→ **EXERCISE DETAILS**
Return the entries below exactly as written.

→ **RECORDS FOR THIS EXERCISE**
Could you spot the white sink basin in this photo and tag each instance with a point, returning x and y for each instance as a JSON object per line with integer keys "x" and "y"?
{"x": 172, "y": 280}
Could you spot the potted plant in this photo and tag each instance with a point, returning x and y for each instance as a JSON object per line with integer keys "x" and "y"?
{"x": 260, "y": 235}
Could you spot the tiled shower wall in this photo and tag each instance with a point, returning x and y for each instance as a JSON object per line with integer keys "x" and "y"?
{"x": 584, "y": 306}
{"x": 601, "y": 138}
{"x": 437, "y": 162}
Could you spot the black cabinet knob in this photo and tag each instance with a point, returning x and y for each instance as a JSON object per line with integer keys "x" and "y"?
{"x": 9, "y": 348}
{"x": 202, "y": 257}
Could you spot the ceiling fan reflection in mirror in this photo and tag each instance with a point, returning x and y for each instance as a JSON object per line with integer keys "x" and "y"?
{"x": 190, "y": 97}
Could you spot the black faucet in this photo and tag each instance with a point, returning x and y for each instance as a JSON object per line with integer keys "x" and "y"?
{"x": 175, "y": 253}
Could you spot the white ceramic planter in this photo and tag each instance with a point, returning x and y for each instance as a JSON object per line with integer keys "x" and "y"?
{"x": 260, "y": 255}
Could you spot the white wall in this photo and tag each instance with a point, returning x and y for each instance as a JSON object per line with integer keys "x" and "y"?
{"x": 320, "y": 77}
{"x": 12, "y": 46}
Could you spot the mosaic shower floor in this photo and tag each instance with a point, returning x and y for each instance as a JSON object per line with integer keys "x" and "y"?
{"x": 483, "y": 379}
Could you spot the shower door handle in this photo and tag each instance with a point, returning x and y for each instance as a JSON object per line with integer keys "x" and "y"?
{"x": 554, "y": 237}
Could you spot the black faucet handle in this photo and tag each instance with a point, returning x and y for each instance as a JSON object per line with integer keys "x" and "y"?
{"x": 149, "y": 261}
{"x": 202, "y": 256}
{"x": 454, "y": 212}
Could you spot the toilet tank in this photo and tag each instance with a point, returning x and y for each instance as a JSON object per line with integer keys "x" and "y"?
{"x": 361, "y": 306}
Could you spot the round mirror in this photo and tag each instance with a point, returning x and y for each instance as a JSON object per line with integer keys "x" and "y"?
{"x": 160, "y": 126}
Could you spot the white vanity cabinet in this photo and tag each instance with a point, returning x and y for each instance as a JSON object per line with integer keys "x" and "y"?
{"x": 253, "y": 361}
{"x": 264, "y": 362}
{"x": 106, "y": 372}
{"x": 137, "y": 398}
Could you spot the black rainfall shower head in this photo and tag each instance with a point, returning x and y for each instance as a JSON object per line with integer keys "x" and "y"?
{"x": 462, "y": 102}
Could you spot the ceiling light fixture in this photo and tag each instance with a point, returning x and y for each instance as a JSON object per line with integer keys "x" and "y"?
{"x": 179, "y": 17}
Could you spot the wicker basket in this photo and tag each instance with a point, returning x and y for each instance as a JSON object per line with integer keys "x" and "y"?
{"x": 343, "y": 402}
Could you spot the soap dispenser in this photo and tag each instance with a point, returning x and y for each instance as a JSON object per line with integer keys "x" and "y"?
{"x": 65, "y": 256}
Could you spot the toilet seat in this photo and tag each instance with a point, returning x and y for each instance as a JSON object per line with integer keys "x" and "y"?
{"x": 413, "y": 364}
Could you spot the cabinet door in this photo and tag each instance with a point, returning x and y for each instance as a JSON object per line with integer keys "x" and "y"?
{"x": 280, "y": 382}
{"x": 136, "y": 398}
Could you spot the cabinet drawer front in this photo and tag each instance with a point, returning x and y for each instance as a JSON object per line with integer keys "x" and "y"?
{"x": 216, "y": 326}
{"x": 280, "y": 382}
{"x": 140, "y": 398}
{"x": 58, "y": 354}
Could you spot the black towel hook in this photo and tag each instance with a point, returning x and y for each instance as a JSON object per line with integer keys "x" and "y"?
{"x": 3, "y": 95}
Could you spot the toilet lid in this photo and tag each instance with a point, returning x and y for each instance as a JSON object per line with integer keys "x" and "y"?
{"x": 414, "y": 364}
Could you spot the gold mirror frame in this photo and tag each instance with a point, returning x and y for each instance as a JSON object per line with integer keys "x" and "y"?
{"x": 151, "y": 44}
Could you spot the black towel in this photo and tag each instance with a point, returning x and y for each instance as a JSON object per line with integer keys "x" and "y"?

→ **RESPONSE FOR THIS EXERCISE**
Could you spot the white sink basin in this photo and tag each instance with a point, returning x and y for each instance as a JSON object per line with integer keys "x" and "y"?
{"x": 172, "y": 280}
Could you spot the potted plant in this photo and tag each instance with a point, returning x and y for each instance as a JSON object per line with integer keys "x" and "y"?
{"x": 260, "y": 235}
Could you spot the tiled shower wall in this photo and tag each instance with a point, returning x and y for each instance as a JSON object per line with integer keys "x" and "y"?
{"x": 584, "y": 306}
{"x": 601, "y": 138}
{"x": 437, "y": 162}
Could you spot the black cabinet knob in this photo and tag each instance with a point, returning x and y for each instance as a JSON object per line with integer keys "x" and "y"?
{"x": 9, "y": 348}
{"x": 202, "y": 257}
Could you spot the ceiling fan reflection in mirror in this photo and tag each instance with a point, returning x and y for each instance as a JSON object per line with integer keys "x" and "y"?
{"x": 190, "y": 97}
Could you spot the black faucet in this photo and tag each instance with a point, returning x and y for each instance as a JSON object per line with integer keys "x" and "y"?
{"x": 175, "y": 253}
Could you spot the white ceramic planter in this photo and tag each instance with a point, returning x and y for each instance as a JSON object per line with integer keys "x" and "y"?
{"x": 260, "y": 255}
Could you spot the white wall in this photo and tag each instance with a point, returning x and y for each instance as a JSON object per line with integer keys "x" and "y"?
{"x": 320, "y": 77}
{"x": 12, "y": 46}
Could you spot the mosaic shower floor in this photo and tag each instance with a point, returning x and y for each instance as a JSON object per line with integer keys "x" and "y"?
{"x": 483, "y": 379}
Could you spot the shower door handle in this photo and tag each instance with a point, returning x and y for each instance as a JSON object per line with integer keys "x" and "y"?
{"x": 554, "y": 237}
Could you spot the black faucet handle in this photo and tag each instance with a point, returning x and y for each instance as a JSON object per line with integer keys "x" and "y"?
{"x": 149, "y": 261}
{"x": 202, "y": 256}
{"x": 454, "y": 212}
Could you spot the toilet tank in this photo and tag each instance with a point, returning x and y for each instance as a JSON object per line with integer keys "x" and "y"?
{"x": 361, "y": 306}
Could you spot the round mirror in this photo and tag each instance with a point, returning x and y for each instance as a JSON object per line with integer keys "x" and "y"?
{"x": 160, "y": 126}
Could you spot the white vanity cabinet in this photo and tag each instance with a point, returning x and y for each instance as a JSON object per line with integer keys "x" and "y"?
{"x": 253, "y": 361}
{"x": 264, "y": 362}
{"x": 106, "y": 372}
{"x": 137, "y": 398}
Could you spot the black rainfall shower head in this photo and tag each instance with a point, returning x and y for each instance as a JSON object per line with integer keys "x" and "y"?
{"x": 462, "y": 102}
Could you spot the ceiling light fixture in this photo and tag each instance with a point, returning x and y for each instance as a JSON object per line with integer keys "x" and "y"?
{"x": 179, "y": 17}
Could you spot the wicker basket in this photo and tag each instance with a point, returning x and y for each instance as a JSON object per line with integer keys "x" and "y"?
{"x": 343, "y": 402}
Could you spot the soap dispenser in this photo and tag each instance with a point, returning x and y for each instance as a JSON object per line with integer keys "x" and "y"?
{"x": 65, "y": 256}
Could you spot the toilet seat in this photo and tag each instance with a point, returning x and y for each instance as a JSON object per line with integer keys "x" and "y"?
{"x": 413, "y": 364}
Could you spot the cabinet door in this photo and tag each instance with a point, returning x and y for each instance as a JSON object per line with integer keys "x" and "y"?
{"x": 280, "y": 382}
{"x": 136, "y": 398}
Could you spot the cabinet drawer front in this photo and tag each instance with a point, returning x and y for each instance as a JSON object per line with integer keys "x" and "y"?
{"x": 216, "y": 326}
{"x": 280, "y": 382}
{"x": 140, "y": 398}
{"x": 58, "y": 354}
Could you spot the black towel hook in this photo and tag each instance with a point, returning x and y for each instance as a JSON object per line with integer keys "x" and "y"?
{"x": 3, "y": 95}
Could you spot the toilet lid in this photo and tag each instance with a point, returning x and y for each instance as a JSON object per line with integer keys "x" and "y"?
{"x": 414, "y": 364}
Could you spot the gold mirror frame in this photo and tag each instance with a point, returning x and y for each instance as a JSON object per line with integer keys "x" and "y"?
{"x": 151, "y": 44}
Could you spot the black towel in this photo and tag each instance with a point, returning x and y for each instance as a JSON object per line with integer keys "x" and "y"?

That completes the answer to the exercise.